What you need to do: According to the source text, during what hours will the reading room be open for the San Francisco Archives Crawl on Saturday, October 28th?

Source text:
┄┄┄┄┄┄┄┄┄┄┄┄┄┄┄┄┄┄┄┄
The other half of us ventured out into the field to pull weeds (himalayan blackberry, cape ivy, and nasturtium) from newly-planted plots where natives were being in the process of being re-introduced. We successfully pulled innumerable weeds, and also discovered several buckets worth of weird trash, all while learning about the ecology of the Sutro forest and mountaintop. Did you know that you can eat the seed pods of nasturtium? They taste a bit like horseradish.

Archives staff pulling weeds from hillside while our crew leader talks to someone in the foreground.

Archives staff pulling weeds from newly planted areas.

We had a great day digging in the dirt, being outside, and helping re-introduce some of the natural biodiversity back to Mt. Sutro. As much as we love the vaults, it’s always good to get some sunshine (or, in this case, fog and rain).

Archives staff posing in the nursery for a group photo

Archives Open Houses

October is coming to a close, and with it our Archives Month festivities, but we still have two open houses in the next week for those who would like to come and check out our reading room and some of our materials:

On Saturday, October 28th, we are participating in the San Francisco Archives Crawl, and our reading room will be open from noon until 5pm. On display will be materials from our collections that document counterculture and protest movements, including records from the UCSF Black Caucus, AIDS History Project materials, and selections from the Tobacco Control Archives.

On Monday, October 30th, we will be holding our 2nd annual Halloween Open House from noon until 3pm, where we will showcase some of our “spooky” holdings. This event is being held in conjunction with the Library Maker’s Lab Halloween event, and we will have a button maker available on the 5th floor for those who would like to create Halloween-themed buttons and magnets based upon materials in our collections.

One of the objects on display for our Halloween Open House is our 1883 edition of the Heinrich Hoffmann children’s book, Der Struwwelpeter (or Shockheaded Peter). The book itself is well-known for its collection of rhyming allegories about the dangers of children misbehaving, such as our title character pictured below, who is named Peter and has some shockingly bad grooming habits.

Bound with our copy of Der Struwwelpeter is an adaption of the same work from 1882 by an Obstetrical-Gynecological society that was evidently distributed at a society dinner. Frighteningly, whoever decided to do the adaption chose to focus on childhood disease, instead of misbehavior, and illustrate each disease with it’s own drawing. Even the “normal child” pictured below is a bit unsettling!

Lecture: 50 Years of the Haight Ashbury Free Clinics

Date: Friday, October 6, 2017
Time: 12 pm – 1:15 pm
Lecturer: David E. Smith, MD
Location: Lange Room, 5th Floor, UCSF Library – Parnassus
530 Parnassus Ave, SF, CA 94143

This event is free and open to the public. Light refreshments will be provided.
REGISTRATION REQUIRED: http://calendars.library.ucsf.edu/event/3555516

 

This year marks the 50th anniversary of the Summer of Love. Born in the Summer of Love, the Haight Ashbury Free Clinic, founded by UCSF alumni David E. Smith, MD, and staffed by volunteer medical providers from UCSF, celebrated its 50th anniversary on June 7, 2017.

Join Dr. Smith as he tells the story of the clinic’s founding and the 1960’s Haight-Ashbury luminaries who kept the clinic alive in its early days. He will discuss the clinic’s role in the birth of addiction medicine as a specialty, and the lessons the free clinic movement holds for healthcare reform efforts in the 21st century.

David E. Smith, MD, founder of the Haight Ashbury Free Clinics

David E. Smith, MD, is a medical doctor specializing in addiction medicine, the psycho-pharmacology of drugs, new research strategies in the management of drug abuse problems, and proper prescribing practices for physicians. He is the Founder of the Haight Ashbury Free Clinics of San Francisco.

About the UCSF Archives & Special Collections Lecture Series
UCSF Archives & Special Collections launched this lecture series to introduce a wider community to treasures and collections from its holdings, to provide an opportunity for researchers to discuss how they use this material, and to celebrate clinicians, scientists, and health care professionals who donated their papers to the archives.
┄┄┄┄┄┄┄┄┄┄┄┄┄┄┄┄┄┄┄┄
Information shown:
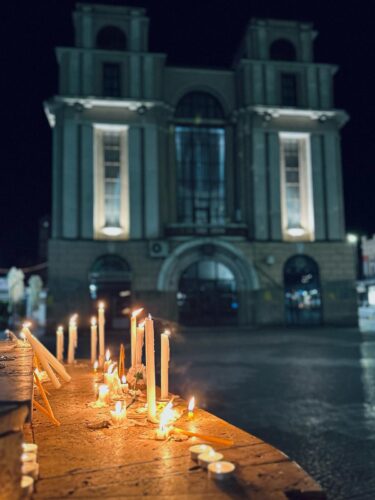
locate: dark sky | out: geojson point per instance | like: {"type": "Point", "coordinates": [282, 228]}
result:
{"type": "Point", "coordinates": [194, 32]}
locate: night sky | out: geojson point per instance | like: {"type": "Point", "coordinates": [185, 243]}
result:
{"type": "Point", "coordinates": [192, 33]}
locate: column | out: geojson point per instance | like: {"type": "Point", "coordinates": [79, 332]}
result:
{"type": "Point", "coordinates": [70, 180]}
{"type": "Point", "coordinates": [87, 181]}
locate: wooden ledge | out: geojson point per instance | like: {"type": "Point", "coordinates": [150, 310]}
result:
{"type": "Point", "coordinates": [76, 462]}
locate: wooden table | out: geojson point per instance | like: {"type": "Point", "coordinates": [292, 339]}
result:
{"type": "Point", "coordinates": [16, 389]}
{"type": "Point", "coordinates": [76, 462]}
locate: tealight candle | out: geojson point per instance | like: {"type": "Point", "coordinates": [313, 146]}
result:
{"type": "Point", "coordinates": [27, 457]}
{"type": "Point", "coordinates": [30, 469]}
{"type": "Point", "coordinates": [27, 486]}
{"type": "Point", "coordinates": [30, 447]}
{"type": "Point", "coordinates": [204, 459]}
{"type": "Point", "coordinates": [119, 414]}
{"type": "Point", "coordinates": [220, 470]}
{"type": "Point", "coordinates": [197, 449]}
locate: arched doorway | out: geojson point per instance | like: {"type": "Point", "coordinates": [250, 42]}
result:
{"type": "Point", "coordinates": [207, 294]}
{"type": "Point", "coordinates": [110, 282]}
{"type": "Point", "coordinates": [303, 304]}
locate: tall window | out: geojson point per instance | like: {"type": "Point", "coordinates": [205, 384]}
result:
{"type": "Point", "coordinates": [111, 80]}
{"type": "Point", "coordinates": [200, 158]}
{"type": "Point", "coordinates": [289, 90]}
{"type": "Point", "coordinates": [296, 187]}
{"type": "Point", "coordinates": [111, 202]}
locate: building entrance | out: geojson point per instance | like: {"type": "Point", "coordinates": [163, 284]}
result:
{"type": "Point", "coordinates": [303, 304]}
{"type": "Point", "coordinates": [207, 295]}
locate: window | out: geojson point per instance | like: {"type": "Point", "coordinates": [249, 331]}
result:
{"type": "Point", "coordinates": [282, 50]}
{"type": "Point", "coordinates": [111, 80]}
{"type": "Point", "coordinates": [111, 38]}
{"type": "Point", "coordinates": [289, 89]}
{"type": "Point", "coordinates": [200, 160]}
{"type": "Point", "coordinates": [200, 155]}
{"type": "Point", "coordinates": [111, 202]}
{"type": "Point", "coordinates": [296, 195]}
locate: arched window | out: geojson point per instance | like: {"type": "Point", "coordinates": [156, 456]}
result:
{"type": "Point", "coordinates": [110, 282]}
{"type": "Point", "coordinates": [207, 294]}
{"type": "Point", "coordinates": [111, 38]}
{"type": "Point", "coordinates": [303, 303]}
{"type": "Point", "coordinates": [282, 50]}
{"type": "Point", "coordinates": [200, 160]}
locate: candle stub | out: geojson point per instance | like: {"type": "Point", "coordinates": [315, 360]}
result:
{"type": "Point", "coordinates": [30, 469]}
{"type": "Point", "coordinates": [30, 447]}
{"type": "Point", "coordinates": [204, 459]}
{"type": "Point", "coordinates": [220, 470]}
{"type": "Point", "coordinates": [27, 486]}
{"type": "Point", "coordinates": [197, 449]}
┄┄┄┄┄┄┄┄┄┄┄┄┄┄┄┄┄┄┄┄
Answer area: From noon until 5pm.